§ **Passage extrait**
----
Dans les quartiers populaires confrontés à une petite criminalité quotidienne (vols, deals, incivilités), le pas vers l’autodéfense est parfois vite franchi. A Nantes, après le meurtre tragique d’une mère de famille en pleine rue en 2022, des jeunes du quartier Bellevue se sont spontanément mobilisés pour attraper l’auteur présumé, suscitant des comparaisons avec des «milices citoyennes» locales. De même, dans plusieurs grandes villes, à Bruxelles ou à Marseille, des commerçants ou habitants excédés se regroupent la nuit pour effectuer des rondes, là où «la police ne vient plus». Ces actions se font souvent hors de tout cadre juridique, avec les dangers que cela comporte: usage disproportionné de la force, erreurs sur la cible, escalade de violence. Pourtant, cela n’a pas empêché l’essor de certaines bandes de justiciers hors-la-loi. Les chercheurs Gilles Favarel-Garrigues et Laurent Gayer définissent ces justiciers d’un genre nouveau comme «des citoyens ordinaires résolus à maintenir l’ordre et à rendre la justice par eux-mêmes, au nom d’une communauté de référence». Aux yeux de ces redresseurs de torts, la fin justifie les moyens, quitte à outrepasser la loi qu’ils prétendent protéger.

L’ombre de l’extrême droite

Dans certains cas, cette logique déborde le cadre local pour prendre une tournure idéologique exacerbée. Des groupes structurés, proches de l’ultradroite. Leur discours: l’Etat serait impuissant face à l’insécurité ou à certaines catégories de criminels, légitimant ainsi une justice expéditive. En France, le groupuscule Génération identitaire s’est fait connaître par ce type d’actions coup de poing. En avril 2018, une cinquantaine de ses militants ont déployé un dispositif paramilitaire dans les Alpes, se faisant passer pour des gardes-frontières afin d’empêcher l’entrée de migrants. «Mission Alpes», avaient-ils proclamé en arborant parkas et radios, dans une mise en scène savamment médiatisée. La réponse judiciaire sera cinglante: la condamnation de trois dirigeants à six mois de prison ferme et 75.000 euros d’amende pour «activités exercées dans des conditions de nature à créer la confusion avec une fonction publique».
----
§ **Données fournies**
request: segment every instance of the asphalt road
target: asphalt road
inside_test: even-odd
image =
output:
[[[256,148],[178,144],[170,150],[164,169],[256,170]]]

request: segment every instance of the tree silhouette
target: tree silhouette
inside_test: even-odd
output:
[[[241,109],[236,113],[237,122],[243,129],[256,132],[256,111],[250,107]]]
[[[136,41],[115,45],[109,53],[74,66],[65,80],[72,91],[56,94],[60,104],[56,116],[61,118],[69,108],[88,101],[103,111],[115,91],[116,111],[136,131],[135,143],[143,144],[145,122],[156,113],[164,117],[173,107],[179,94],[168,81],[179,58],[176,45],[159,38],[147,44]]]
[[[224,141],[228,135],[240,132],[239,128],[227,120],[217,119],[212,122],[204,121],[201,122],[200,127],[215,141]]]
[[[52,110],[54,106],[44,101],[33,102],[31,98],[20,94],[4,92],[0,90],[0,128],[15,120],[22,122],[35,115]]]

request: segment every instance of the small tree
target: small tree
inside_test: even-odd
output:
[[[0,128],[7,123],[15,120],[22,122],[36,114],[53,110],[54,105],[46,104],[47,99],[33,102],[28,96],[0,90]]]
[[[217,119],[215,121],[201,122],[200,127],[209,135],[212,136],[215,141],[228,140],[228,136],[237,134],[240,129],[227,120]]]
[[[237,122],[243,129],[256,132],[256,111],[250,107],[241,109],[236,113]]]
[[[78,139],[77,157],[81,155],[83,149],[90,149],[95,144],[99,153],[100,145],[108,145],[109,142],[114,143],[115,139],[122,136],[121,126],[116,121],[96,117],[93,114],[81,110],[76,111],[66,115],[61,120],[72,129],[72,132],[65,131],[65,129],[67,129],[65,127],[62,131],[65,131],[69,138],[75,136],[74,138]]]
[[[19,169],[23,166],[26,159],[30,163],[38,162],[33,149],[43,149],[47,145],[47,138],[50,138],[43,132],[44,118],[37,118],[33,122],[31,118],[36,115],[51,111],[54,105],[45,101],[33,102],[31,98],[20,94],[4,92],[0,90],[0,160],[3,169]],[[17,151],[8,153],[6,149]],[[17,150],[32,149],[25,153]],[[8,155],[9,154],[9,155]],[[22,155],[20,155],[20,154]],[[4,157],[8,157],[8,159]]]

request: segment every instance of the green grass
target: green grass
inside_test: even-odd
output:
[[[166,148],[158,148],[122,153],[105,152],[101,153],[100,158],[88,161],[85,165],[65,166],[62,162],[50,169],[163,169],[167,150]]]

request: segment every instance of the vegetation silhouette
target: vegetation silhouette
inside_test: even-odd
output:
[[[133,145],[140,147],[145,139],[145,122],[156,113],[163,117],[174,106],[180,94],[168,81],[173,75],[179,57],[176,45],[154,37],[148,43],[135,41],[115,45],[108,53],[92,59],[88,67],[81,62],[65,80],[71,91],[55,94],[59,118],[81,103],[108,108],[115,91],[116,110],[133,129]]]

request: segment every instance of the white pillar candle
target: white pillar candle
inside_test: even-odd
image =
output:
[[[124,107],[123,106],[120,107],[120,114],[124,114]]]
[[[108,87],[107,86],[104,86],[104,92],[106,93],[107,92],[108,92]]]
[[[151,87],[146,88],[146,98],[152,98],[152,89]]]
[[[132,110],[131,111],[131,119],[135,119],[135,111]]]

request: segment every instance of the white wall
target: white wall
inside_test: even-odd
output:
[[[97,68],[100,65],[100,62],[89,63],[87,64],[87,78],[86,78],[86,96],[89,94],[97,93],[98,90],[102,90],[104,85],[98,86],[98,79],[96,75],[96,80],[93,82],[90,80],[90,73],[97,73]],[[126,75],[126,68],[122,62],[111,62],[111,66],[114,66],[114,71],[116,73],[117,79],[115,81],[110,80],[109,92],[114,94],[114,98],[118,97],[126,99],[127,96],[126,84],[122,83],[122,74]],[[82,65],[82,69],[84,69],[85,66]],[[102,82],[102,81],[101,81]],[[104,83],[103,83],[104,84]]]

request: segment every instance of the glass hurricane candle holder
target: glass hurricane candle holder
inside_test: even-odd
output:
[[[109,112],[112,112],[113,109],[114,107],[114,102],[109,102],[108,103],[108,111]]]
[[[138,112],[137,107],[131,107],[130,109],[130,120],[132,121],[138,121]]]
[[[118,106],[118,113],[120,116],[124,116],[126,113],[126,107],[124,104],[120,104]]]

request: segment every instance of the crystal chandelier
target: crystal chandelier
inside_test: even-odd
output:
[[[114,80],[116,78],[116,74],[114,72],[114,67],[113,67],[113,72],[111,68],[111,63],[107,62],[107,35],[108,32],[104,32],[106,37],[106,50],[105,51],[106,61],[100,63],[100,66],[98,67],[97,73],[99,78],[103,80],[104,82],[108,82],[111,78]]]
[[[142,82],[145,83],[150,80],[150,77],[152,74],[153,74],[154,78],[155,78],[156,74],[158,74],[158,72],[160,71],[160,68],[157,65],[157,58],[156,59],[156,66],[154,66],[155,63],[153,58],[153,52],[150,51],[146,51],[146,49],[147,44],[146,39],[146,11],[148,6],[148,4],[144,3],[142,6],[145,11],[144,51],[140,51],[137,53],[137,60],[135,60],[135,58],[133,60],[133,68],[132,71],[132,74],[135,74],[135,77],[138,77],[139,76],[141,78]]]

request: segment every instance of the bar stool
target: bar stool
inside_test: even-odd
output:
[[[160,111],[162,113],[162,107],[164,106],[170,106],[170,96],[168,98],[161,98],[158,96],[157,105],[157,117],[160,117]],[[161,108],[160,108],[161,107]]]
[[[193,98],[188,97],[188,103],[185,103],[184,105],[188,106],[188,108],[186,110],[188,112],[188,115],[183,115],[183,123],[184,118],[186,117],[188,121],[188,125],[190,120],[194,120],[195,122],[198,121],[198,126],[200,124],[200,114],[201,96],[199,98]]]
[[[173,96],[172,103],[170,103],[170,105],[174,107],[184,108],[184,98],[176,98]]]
----
§ **Consignes**
(1) Répondez à ces questions sur l'extrait sur l'autodéfense citoyenne :
(a) Dans quel quartier de Nantes des jeunes se sont-ils mobilisés après le meurtre de 2022 ?
(b) Quels chercheurs définissent ces justiciers d'un genre nouveau ?
(c) À quelle date Génération identitaire a-t-il déployé son dispositif dans les Alpes ?
(2) Relevez toutes les villes nommées dans l'extrait sur l'autodéfense citoyenne.
(3) Prolongez l'extrait sur l'autodéfense citoyenne à partir de sa dernière phrase.
Les données n'ont aucun lien avec l'extrait sur l'autodéfense citoyenne.

§ **Réponses par consigne**
(1)
(a) Le quartier Bellevue.
(b) Gilles Favarel-Garrigues et Laurent Gayer.
(c) En avril 2018.

(2) Nantes, Bruxelles, Marseille

(3)
Ce renouveau des milices citoyennes ultra s’observe à l’échelle européenne. «Nous assistons à une nouvelle vague de vigilants antimigrants à travers l’Europe», constate Ashifa Kassam, correspondante du quotidien britannique The Guardian. A l’instar du Border Defense Movement patrouillant la frontière germano-polonaise, ces groupuscules jouent les Robins des bois nationalistes. Leur mode opératoire: des «patrouilles citoyennes» très visibles, gilets fluorescents, matraques, live Facebook, destinées à rassurer leur base et effrayer l’«ennemi intérieur» (migrants, minorités). En Espagne, cet été 2025 a vu des émeutes antimigrants dans la région de Murcie, où des dizaines d’individus armés de bâtons se sont mis à «chasser» les étrangers dans les rues. En Irlande du Nord, des militants ont organisé de véritables tournées d’intimidation, réclamant les papiers des personnes de couleur la nuit dans Belfast. Partout, le même engrenage: s’autoproclamer gardiens du peuple face à un Etat défaillant.

Or, selon Gilles Favarel-Garrigues et Laurent Gayer, derrière l’apparente diversité des profils, une constante demeure. «La figure typique du justicier est un homme blanc, réactionnaire et xénophobe, soucieux de défendre ses biens et les siens. Toutefois, ce profil n’épuise pas la galerie des redresseurs de torts prêts à violer la loi pour maintenir l’ordre et défendre leur communauté. L’autojustice peut être placée au service de groupes dominés ou d’un agenda émancipateur, par exemple dans le cas des luttes féministes. Il s’agit alors moins de défendre l’ordre dominant que de se substituer à des forces de police et à une justice prenant le parti de l’oppresseur.»

Jusqu’où ces justices parallèles peuvent-elles aller avant de menacer l’Etat de droit? «Suggérer l’idée d’étendre à tous les citoyens la possibilité d’intervenir dans des enquêtes, cela me chagrine beaucoup, car je pense que les risques de dérive sont très importants», a averti l’ancien garde des Sceaux français Eric Dupond-Moretti en 2021, alors encore ministre. S’il encourageait chaque citoyen à signaler des crimes dont il a connaissance, il insistait: «Ensuite, il faut que chacun reste à sa place: je ne demande pas aux policiers ou aux magistrats d’être boulangers… Je leur demande d’être policiers ou magistrats.»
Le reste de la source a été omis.